16h : Sur les conseils de la dame que j’ai rencontrée à midi, je fais une petite halte dans un salon de thé situé à proximité de l’Institut du monde arabe : il est vrai que le cadre est exquis. L’établissement propose aussi des séances de hammam : ça m’aurait probablement fait du bien, mais je préfère m’abstenir pour ne pas rentrer tout à fait ruiné. Je me borne donc à siroter un thé à la menthe trop sucré au milieu d’une foule jacasseuse… Mais c’est délicieux quand même : je suis si malheureux que j’apprécie toutes les pauses, et j’ai si chaud que tout liquide ingurgité me ressuscite !
17h : J’arrive sur les Champs-Élysées : voir apparaître l’Arc de triomphe quand on sort du métro, c’est toujours impressionnant. Je ne peux malheureusement pas m’approcher de l’édifice, je suis refoulé comme sur le pont de ce matin : ayant eu ma dose d’altercations de ce genre, je n’insiste pas, je n’ose même pas demander d’explications et je descends l’artère qui, à mes yeux, ne mérite guère son titre de « plus belle avenue du monde »… Je risque même un tour à la boutique du PSG, espérant trouver quelque chose pour faire un cadeau au garçonnet fan de football d’une femme chère à mon cœur : mais quand je vois le prix d’une simple gourde aux couleurs du club, je préfère m’abstenir ! Et puis je ne suis pas sûr que la charmante maman de ce non moins charmant bambin apprécierait tant que ça que je donne de l’argent au Qatar… Je sors, partant à la recherche d’une brasserie qui m’a été recommandée par une amie : je tourne en rond pendant un certain temps… Je croise un guitariste qui chante le fameux tube de Jo Dassin : je m’étonne moi-même de résister à la tentation de l’étrangler !

===============

[Énoncé 1]:
D'après le récit de la journée parisienne, quelle boisson est sirotée au salon de thé près de l'Institut du monde arabe ?
[Énoncé 2]:
Poursuivez le récit de la journée parisienne à partir de sa dernière phrase.

[Données disponibles]:
===============

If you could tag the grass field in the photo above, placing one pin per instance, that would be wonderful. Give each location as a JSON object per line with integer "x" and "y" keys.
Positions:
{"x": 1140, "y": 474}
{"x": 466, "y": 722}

===============

[Réponse attendue 1]:
Un thé à la menthe trop sucré.

[Réponse attendue 2]:
Trois photos prises sur les Champs-Élysées - ou à proximité :
18h30 : J’ai enfin trouvé le Franklin : renseignement pris, il s’agirait du lieu de rendez-vous privilégié de toute la clique gouvernementale. Je ne remarque cependant aucun visage suspect. Pour ne pas trop faire souffrir mon porte-monnaie, même si je m’étais promis justement de faire des folies pour profiter enfin de mes économies, je prends le plat moins cher, le burger dit « Franklin ». J’avais pourtant juré de ne plus toucher à ces petits pains mous venus d’outre-Atlantique, mais il faut reconnaître que le statut du hamburger a évolué et n’est plus forcément synonyme de degré zéro de la gastronomie, le titre ayant été raflé depuis par d’autres spécialités encore plus dégueulasses… Je fais tout de même un bon repas réconfortant et, par rapport à l’agitation des Champs-Élysées, la rue Roosevelt procure un répit relatif mais réel…
19h30 : Je prends le métro pour regagner le XIIe ; un accordéoniste s’installe pour jouer. Il me casse les oreilles, je décide de doubler la fermeture de mes esgourdes, pourtant déjà protégées par mon casque antibruit, en me fourrant des boules Quiès dedans ! Quand il me voit fouiller dans mon sac, le musicien me fait un grand sourire, visiblement persuadé que je m’apprête à lui donner de l’argent… J’ai presque honte ! Pas beaucoup, mais un petit peu.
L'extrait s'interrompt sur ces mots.